***** TEXTO FORNECIDO
No meio de todo este debate sobre as causas e prevenção dos incêndios em Portugal, uma coisa que me faz confusão é o quão raramente oiço a questão da biodiversidade ser referida. Fala-se (e bem) do papel que as monoculturas de eucalipto desempenham mas poucas vezes se fala do quão empobrecido o nosso país está em questões de conservação e restauração da natureza e como isso nos afecta.
Portugal, assim como vários países europeus, atravessa um período de abandono rural no qual o pastoreio vai perdendo importância económica e as cabeças de gado vai diminuindo por todo o território. Esta tendência é improvável que se reverta e quanto muito só se está intensificar. Por outro lado, os grandes herbívoros selvagens que temos existem numa baixíssima densidade populacional, o que faz com que a vegetação se acumule e se torne mais densa, o que efectivamente cria um barril de pólvora quando o verão chega e a vegetação seca.
Sabemos já que herbívoros como o tauros (versão moderna do extinto auroque) e cavalos selvagens de facto têm um impacto positivo na frequência e impacto dos incêndios florestais ao consumirem grandes quantidades de vegetação. Gado bovino e bisontes criam também zonas abertas ao alimentarem-se de árvores jovens e arbustos que diminui a probabilidade dos incêndios se alastrarem. Herbívoros mais pequenos como o veado-vermelho, o corço, etc, desempenham o mesmo papel embora não de forma tão eficaz. Por último, o castor, embora não seja um herbívoro de grande porte, é um engenheiro de ecossistemas e ao construírem as suas barragens criam zonas húmidas que servem como barreiras para os fogos.
**********
***** DADOS GUARDADOS
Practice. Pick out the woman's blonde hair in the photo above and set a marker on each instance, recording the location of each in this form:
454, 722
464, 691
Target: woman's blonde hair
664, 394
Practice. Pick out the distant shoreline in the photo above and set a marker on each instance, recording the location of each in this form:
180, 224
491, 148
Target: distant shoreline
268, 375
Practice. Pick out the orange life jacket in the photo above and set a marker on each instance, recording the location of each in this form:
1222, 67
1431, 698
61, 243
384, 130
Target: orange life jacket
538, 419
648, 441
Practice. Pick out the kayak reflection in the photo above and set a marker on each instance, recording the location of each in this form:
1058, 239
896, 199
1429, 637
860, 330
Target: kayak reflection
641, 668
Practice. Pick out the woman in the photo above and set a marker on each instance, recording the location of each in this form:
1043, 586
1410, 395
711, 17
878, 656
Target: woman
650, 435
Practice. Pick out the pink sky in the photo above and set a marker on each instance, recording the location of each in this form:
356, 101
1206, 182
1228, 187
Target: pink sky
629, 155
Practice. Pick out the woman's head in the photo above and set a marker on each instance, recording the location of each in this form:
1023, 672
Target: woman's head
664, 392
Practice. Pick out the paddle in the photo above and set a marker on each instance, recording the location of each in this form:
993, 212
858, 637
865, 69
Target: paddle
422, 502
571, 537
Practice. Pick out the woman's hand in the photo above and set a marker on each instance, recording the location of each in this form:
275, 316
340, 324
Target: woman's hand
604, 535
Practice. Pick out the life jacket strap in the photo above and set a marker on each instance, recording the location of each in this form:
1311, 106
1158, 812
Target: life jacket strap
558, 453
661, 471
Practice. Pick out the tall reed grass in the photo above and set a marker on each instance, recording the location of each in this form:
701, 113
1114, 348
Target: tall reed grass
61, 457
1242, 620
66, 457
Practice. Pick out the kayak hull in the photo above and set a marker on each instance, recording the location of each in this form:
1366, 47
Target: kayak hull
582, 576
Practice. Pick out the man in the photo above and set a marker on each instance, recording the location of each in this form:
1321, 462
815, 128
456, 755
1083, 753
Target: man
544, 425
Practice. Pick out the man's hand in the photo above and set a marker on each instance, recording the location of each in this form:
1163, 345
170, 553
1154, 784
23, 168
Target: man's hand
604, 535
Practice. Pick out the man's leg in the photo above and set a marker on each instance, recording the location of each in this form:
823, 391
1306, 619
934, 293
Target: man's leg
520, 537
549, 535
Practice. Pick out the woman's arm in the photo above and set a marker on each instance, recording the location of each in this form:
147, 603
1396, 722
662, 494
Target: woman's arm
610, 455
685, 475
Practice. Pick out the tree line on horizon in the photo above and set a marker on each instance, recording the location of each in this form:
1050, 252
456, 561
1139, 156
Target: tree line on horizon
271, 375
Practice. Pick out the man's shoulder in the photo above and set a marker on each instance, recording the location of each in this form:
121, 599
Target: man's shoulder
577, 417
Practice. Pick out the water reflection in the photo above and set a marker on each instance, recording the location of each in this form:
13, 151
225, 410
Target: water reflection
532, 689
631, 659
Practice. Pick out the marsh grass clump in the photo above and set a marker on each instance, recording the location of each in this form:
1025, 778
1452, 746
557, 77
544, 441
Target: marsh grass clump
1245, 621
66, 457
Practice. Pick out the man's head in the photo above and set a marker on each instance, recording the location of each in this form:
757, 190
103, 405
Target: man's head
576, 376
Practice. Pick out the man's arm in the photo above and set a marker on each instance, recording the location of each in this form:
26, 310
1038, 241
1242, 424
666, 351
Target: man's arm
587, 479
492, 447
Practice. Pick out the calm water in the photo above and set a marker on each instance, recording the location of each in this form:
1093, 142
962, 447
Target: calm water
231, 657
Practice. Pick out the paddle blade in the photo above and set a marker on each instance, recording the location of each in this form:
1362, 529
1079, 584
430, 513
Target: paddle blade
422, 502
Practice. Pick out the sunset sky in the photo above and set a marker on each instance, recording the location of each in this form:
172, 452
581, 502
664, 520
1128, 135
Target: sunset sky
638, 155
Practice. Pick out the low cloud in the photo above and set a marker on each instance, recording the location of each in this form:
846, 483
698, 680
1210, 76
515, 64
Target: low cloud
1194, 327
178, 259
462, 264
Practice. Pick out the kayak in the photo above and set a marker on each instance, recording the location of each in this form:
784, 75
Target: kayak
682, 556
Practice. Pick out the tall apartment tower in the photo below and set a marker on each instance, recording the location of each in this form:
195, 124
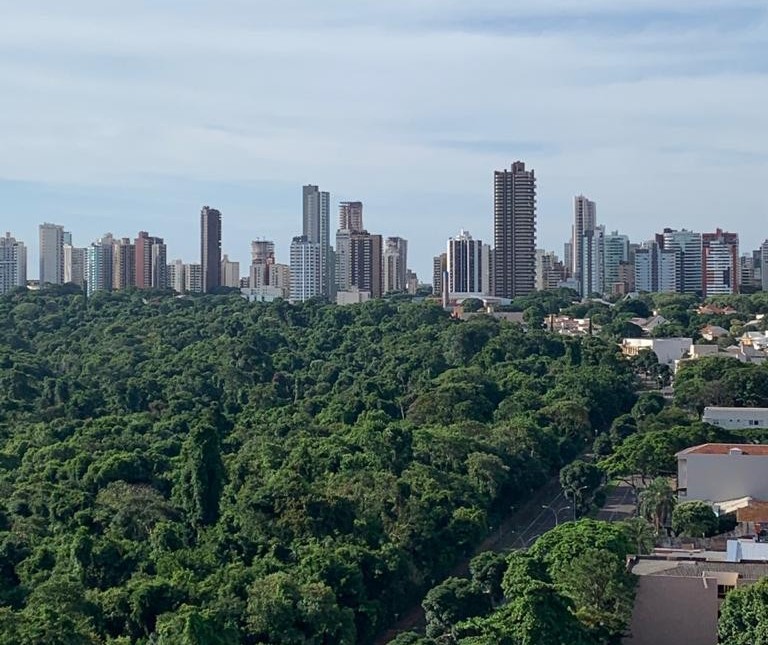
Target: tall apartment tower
584, 220
305, 269
592, 261
395, 264
230, 272
262, 261
123, 264
656, 269
720, 263
366, 263
615, 254
210, 248
439, 269
351, 216
316, 228
74, 265
468, 263
687, 245
151, 262
514, 227
51, 254
13, 264
99, 264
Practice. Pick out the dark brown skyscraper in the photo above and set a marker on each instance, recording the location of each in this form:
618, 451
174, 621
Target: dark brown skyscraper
514, 229
210, 248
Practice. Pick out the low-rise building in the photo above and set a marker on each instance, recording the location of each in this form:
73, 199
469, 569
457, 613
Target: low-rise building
667, 350
678, 597
718, 472
736, 418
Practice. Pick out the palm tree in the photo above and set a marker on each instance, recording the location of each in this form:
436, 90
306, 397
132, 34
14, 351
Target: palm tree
656, 502
640, 533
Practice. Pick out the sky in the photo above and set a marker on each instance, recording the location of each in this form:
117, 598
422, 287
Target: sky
128, 116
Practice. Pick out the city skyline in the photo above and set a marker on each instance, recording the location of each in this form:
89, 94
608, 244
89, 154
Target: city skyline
646, 108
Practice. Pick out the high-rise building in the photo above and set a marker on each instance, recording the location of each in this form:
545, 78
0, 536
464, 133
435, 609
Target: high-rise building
584, 220
366, 263
13, 264
468, 263
764, 265
177, 276
343, 259
193, 278
351, 216
99, 264
123, 264
615, 253
656, 269
305, 269
262, 260
720, 263
151, 262
550, 271
395, 264
439, 269
687, 245
74, 265
230, 273
316, 228
514, 224
280, 278
592, 261
51, 254
210, 248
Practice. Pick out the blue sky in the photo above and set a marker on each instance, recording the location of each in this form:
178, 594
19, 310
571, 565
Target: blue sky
130, 116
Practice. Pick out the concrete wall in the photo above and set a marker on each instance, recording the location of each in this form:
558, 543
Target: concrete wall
718, 478
736, 418
673, 610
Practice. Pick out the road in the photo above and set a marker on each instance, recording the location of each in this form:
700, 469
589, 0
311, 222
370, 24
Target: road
543, 509
619, 504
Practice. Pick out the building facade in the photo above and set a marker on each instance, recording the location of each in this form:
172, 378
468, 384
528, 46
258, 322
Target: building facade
317, 230
720, 263
13, 264
468, 265
305, 269
210, 248
395, 259
51, 254
514, 224
584, 221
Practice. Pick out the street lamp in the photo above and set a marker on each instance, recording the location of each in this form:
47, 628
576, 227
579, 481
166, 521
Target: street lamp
556, 513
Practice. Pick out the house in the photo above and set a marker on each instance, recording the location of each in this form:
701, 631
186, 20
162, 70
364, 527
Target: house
719, 472
648, 324
678, 597
736, 418
667, 350
713, 332
715, 310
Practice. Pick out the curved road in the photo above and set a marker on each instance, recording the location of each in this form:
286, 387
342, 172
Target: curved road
543, 509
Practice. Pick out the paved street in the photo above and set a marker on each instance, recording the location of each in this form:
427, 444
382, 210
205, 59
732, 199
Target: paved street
520, 528
619, 505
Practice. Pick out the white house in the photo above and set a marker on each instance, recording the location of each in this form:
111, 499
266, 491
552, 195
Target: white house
668, 350
736, 418
718, 472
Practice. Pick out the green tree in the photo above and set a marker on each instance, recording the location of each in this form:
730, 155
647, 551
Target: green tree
656, 502
202, 473
744, 615
694, 519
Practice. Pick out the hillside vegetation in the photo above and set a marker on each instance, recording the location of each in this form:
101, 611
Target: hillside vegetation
178, 470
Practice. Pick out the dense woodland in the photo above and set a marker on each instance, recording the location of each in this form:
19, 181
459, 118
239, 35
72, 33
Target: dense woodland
204, 470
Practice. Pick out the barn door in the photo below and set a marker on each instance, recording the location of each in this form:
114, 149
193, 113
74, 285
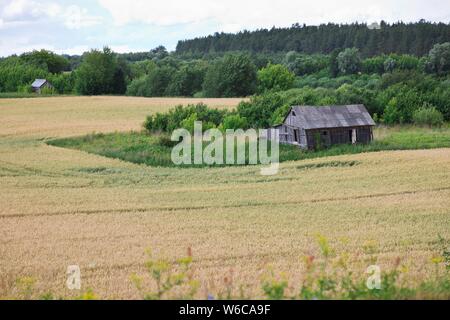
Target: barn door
354, 138
296, 135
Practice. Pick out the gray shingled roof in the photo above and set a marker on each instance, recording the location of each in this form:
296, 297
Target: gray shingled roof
332, 116
38, 83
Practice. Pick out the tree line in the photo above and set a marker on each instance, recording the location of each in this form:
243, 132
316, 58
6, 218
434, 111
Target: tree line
402, 38
394, 87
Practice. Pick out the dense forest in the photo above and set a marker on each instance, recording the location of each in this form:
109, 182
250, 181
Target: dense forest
395, 87
412, 38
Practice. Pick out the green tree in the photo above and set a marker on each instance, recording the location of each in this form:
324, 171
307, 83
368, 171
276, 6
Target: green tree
275, 77
234, 75
349, 61
47, 60
428, 115
187, 80
234, 121
97, 73
439, 58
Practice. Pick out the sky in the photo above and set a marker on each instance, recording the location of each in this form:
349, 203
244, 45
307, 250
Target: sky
72, 27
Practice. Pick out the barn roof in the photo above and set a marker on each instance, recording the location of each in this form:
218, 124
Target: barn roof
332, 116
38, 83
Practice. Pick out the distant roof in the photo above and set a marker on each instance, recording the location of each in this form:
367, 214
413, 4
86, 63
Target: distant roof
38, 83
333, 116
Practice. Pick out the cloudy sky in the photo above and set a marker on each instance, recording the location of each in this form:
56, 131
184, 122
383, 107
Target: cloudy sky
68, 26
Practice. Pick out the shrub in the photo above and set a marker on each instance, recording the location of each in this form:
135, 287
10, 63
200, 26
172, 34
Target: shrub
184, 117
428, 115
275, 77
234, 75
234, 121
349, 61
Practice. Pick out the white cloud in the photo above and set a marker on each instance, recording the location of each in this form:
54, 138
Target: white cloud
19, 12
76, 18
233, 15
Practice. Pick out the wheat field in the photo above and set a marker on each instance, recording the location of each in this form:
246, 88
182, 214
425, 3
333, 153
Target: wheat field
61, 207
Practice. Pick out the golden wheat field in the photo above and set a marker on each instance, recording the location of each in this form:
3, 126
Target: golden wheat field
61, 207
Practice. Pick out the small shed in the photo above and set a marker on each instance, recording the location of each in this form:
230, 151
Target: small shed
308, 126
40, 84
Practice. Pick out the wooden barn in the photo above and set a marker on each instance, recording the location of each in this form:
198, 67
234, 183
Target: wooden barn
39, 84
307, 126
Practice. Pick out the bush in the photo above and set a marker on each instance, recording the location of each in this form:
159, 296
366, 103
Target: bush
234, 121
275, 77
184, 117
428, 115
349, 61
234, 75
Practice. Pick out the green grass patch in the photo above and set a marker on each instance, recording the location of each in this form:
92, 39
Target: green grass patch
154, 150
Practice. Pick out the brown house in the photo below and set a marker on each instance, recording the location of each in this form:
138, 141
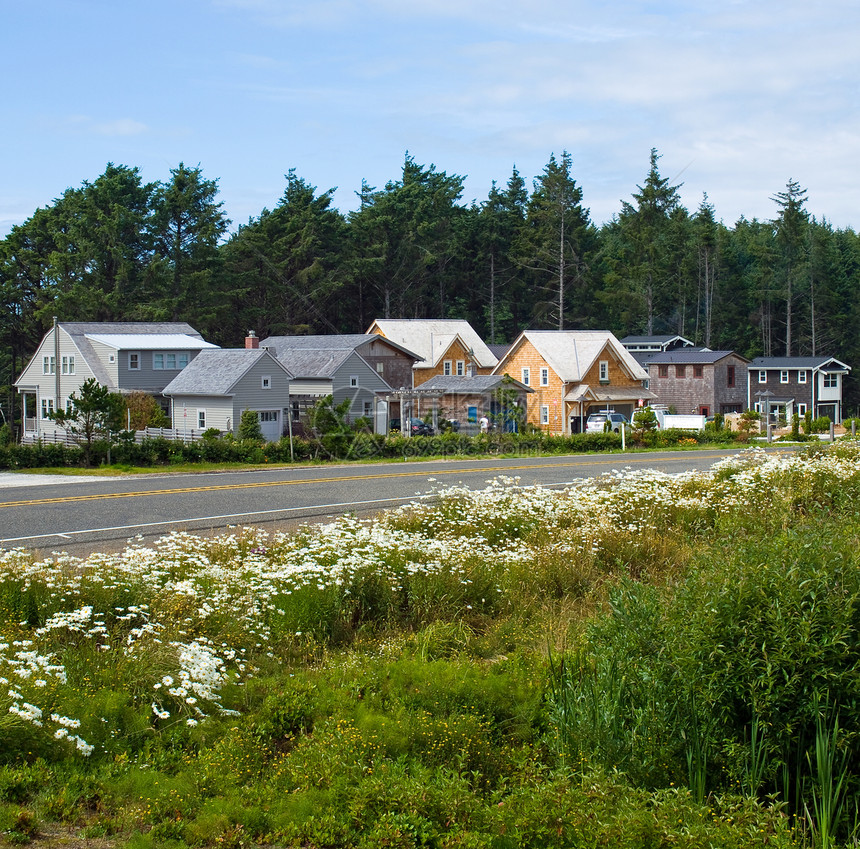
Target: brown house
447, 347
574, 373
702, 382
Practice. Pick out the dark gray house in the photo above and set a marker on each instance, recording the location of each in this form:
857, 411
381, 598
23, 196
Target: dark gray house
365, 368
797, 385
702, 382
217, 386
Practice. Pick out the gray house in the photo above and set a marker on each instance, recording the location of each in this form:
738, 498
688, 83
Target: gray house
364, 368
696, 381
214, 389
124, 356
797, 385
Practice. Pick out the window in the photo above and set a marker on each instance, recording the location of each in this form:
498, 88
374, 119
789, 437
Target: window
169, 360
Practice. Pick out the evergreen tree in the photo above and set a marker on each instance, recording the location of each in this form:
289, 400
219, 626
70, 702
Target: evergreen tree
790, 226
557, 242
187, 225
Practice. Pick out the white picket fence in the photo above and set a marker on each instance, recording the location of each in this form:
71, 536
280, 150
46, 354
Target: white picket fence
61, 437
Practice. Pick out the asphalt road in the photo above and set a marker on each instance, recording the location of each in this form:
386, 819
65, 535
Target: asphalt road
82, 515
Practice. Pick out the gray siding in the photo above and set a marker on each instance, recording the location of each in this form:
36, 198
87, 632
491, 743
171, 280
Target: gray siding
369, 383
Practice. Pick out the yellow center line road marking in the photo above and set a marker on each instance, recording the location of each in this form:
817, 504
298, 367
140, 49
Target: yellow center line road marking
616, 460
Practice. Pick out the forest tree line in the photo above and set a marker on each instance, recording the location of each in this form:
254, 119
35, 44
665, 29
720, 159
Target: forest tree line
120, 249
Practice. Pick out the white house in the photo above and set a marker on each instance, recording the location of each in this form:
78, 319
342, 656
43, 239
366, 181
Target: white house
123, 356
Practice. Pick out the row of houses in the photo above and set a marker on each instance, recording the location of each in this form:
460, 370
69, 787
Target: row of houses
400, 369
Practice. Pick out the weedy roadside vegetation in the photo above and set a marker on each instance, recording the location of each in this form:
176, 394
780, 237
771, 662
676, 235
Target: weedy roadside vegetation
638, 660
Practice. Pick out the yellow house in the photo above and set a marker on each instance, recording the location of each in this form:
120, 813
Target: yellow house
574, 373
447, 347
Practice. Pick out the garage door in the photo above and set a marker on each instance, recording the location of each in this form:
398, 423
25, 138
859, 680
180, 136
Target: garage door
270, 424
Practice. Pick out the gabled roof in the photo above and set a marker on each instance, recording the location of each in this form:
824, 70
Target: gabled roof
321, 362
657, 340
820, 363
336, 342
216, 372
572, 353
150, 341
691, 356
430, 338
476, 385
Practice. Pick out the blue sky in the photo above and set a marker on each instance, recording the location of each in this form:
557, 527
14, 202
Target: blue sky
738, 97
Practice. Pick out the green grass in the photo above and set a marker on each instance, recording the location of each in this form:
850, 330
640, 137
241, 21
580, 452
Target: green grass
638, 661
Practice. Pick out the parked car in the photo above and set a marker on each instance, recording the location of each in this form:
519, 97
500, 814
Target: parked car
418, 427
596, 422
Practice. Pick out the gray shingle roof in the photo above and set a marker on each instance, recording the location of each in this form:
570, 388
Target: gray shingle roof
691, 356
216, 372
475, 385
830, 363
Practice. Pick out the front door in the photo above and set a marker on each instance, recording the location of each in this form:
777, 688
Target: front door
270, 424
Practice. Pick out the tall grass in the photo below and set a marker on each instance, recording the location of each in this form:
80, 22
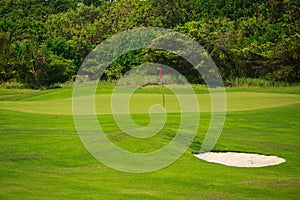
**********
CONJUNTO DE EXERCÍCIOS:
1. Repete o trecho do texto sobre os incêndios e a biodiversidade que começa em "Sabemos já que" e acaba em "para os fogos.".
2. No texto sobre os incêndios e a biodiversidade, o que criam os castores ao construírem as suas barragens?
3. Por favor, dá seguimento ao texto sobre os incêndios e a biodiversidade a partir da última frase apresentada.

RESPOSTAS POR TAREFA:
1.
Sabemos já que herbívoros como o tauros (versão moderna do extinto auroque) e cavalos selvagens de facto têm um impacto positivo na frequência e impacto dos incêndios florestais ao consumirem grandes quantidades de vegetação. Gado bovino e bisontes criam também zonas abertas ao alimentarem-se de árvores jovens e arbustos que diminui a probabilidade dos incêndios se alastrarem. Herbívoros mais pequenos como o veado-vermelho, o corço, etc, desempenham o mesmo papel embora não de forma tão eficaz. Por último, o castor, embora não seja um herbívoro de grande porte, é um engenheiro de ecossistemas e ao construírem as suas barragens criam zonas húmidas que servem como barreiras para os fogos.

2. Zonas húmidas que servem como barreiras para os fogos.

3.
É possível que 1 só espécie não faça grande diferença, mas a acção coordenada de todas estas espécies pode realmente fazer a diferença, com o bónus acrescido que são espécies-chave que podem potenciar a biodiversidade no nosso país.
by zek_997
16 comments
Concordo plenamente. Não sei porque não é algo mais discutido
Finalmente alguém a falar de soluções uteis
Até não haver penas graves para as pessoas que ateiam incêndios não acredito que estas medidas ajudem muito.
O problema é grande e tem várias camadas. Para começar, a vegetação que temos não é a mais adequada, e há muitos interesses em jogo. A plantação massiva de eucaliptos – impulsionada nos tempos do Cavaco por interesses económicos privados – destruiu grande parte da verdadeira floresta portuguesa, que era muito mais resistente aos incêndios.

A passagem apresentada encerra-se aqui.